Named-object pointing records
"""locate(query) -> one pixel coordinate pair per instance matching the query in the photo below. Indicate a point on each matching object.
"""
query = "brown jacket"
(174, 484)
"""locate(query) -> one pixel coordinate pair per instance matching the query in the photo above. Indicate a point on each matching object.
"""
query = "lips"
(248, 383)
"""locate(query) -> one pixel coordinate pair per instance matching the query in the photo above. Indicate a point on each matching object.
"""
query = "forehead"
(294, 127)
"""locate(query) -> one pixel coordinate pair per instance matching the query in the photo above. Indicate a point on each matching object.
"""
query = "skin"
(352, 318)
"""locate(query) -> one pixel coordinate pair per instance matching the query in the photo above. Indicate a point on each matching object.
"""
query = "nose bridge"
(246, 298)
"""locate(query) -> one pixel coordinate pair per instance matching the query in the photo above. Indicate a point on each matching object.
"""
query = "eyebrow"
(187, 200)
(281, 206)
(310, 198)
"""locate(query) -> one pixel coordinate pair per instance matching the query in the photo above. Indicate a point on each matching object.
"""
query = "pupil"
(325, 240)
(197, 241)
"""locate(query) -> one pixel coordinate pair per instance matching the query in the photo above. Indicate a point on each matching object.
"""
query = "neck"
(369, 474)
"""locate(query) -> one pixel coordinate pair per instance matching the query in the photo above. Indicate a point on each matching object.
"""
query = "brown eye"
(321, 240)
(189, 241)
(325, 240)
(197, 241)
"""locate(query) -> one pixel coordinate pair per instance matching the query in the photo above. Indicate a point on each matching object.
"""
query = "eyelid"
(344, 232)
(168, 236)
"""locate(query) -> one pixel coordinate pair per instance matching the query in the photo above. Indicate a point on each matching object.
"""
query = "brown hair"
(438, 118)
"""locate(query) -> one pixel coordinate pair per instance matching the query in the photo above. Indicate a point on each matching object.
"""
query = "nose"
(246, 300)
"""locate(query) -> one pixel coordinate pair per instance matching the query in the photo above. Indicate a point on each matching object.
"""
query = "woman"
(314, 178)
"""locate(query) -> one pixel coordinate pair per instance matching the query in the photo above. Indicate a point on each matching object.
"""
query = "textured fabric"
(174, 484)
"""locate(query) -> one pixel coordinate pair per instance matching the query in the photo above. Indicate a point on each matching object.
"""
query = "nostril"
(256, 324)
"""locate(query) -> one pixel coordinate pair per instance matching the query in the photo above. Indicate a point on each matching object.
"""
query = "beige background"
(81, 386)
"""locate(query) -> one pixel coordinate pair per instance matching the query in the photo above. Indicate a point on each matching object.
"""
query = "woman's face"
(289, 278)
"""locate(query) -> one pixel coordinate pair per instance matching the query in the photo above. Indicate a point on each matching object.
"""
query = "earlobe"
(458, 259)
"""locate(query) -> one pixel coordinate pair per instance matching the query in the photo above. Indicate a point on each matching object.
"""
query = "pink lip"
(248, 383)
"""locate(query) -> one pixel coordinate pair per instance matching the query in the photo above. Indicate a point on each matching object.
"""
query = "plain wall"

## What is needed
Using the data above, repeat every line exactly.

## Solution
"""locate(query) -> one pixel coordinate pair per instance matching the query in the photo below. Indicate a point on each matching object.
"""
query = "brown jacket"
(174, 484)
"""locate(query) -> one pixel coordinate pair per instance matching the query in the photo above. Indicate a point on each matching object.
"""
query = "lips"
(248, 383)
"""locate(query) -> one pixel coordinate pair per instance matching the query in the photo above. Indicate a point on each matching object.
"""
query = "forehead"
(294, 127)
"""locate(query) -> one pixel coordinate pair per instance matching the query in the photo above. Indicate a point on each matching object.
"""
query = "skin"
(352, 318)
"""locate(query) -> one pixel coordinate pair per instance matching the query in the photo above. Indicate a point on each matching object.
"""
query = "nose bridge"
(246, 298)
"""locate(query) -> one pixel coordinate pair per instance matching the query in the photo above. Indicate a point on each matching object.
"""
query = "eyebrow"
(187, 200)
(281, 206)
(310, 198)
"""locate(query) -> one pixel coordinate pair per instance matching the query in the photo above. Indicate a point on each matching object.
"""
query = "pupil"
(325, 240)
(197, 241)
"""locate(query) -> one pixel coordinate pair per instance matching the query in the photo above. Indicate a point on each matching object.
"""
query = "neck"
(369, 474)
"""locate(query) -> one pixel coordinate pair per instance matching the query in the photo above. Indicate a point on each matching object.
"""
query = "brown eye"
(321, 240)
(189, 241)
(325, 240)
(197, 241)
"""locate(query) -> one pixel coordinate pair per instance matching the query in the photo above. Indicate a point on each matching object.
"""
query = "eyelid"
(344, 232)
(168, 236)
"""locate(query) -> one pixel coordinate pair per instance matching the query in the photo above. Indicate a point on each matching object.
"""
query = "brown hair"
(438, 118)
"""locate(query) -> one pixel coordinate pair per instance matching the query in the photo above. Indicate a point on each matching object.
"""
query = "nose"
(246, 300)
"""locate(query) -> one pixel coordinate pair per instance matching the query in the photo above. Indicate a point on each matching object.
"""
query = "woman"
(314, 178)
"""locate(query) -> one pixel coordinate pair per instance matching the query in the photo above. Indicate a point on each matching object.
"""
query = "textured fabric"
(174, 484)
"""locate(query) -> one pixel coordinate pair per instance matching the query in the photo above. Indicate a point on each matching object.
"""
query = "nostril"
(256, 324)
"""locate(query) -> one pixel coordinate pair per instance matching the query in the photo above. Indicate a point on each matching object.
"""
query = "beige background"
(81, 386)
"""locate(query) -> one pixel coordinate pair per instance matching the query in the photo above. Indicate a point on each matching object.
"""
query = "woman's face"
(289, 278)
"""locate(query) -> one pixel coordinate pair per instance matching the query in the photo above. Indicate a point on each matching object.
"""
query = "earlobe"
(458, 259)
"""locate(query) -> one pixel coordinate pair per instance matching the query in the photo above. Indicate a point on each matching object.
"""
query = "pink lip"
(248, 383)
"""locate(query) -> one pixel coordinate pair per instance matching the query in the photo above. Indicate a point on each matching object.
"""
query = "plain wall"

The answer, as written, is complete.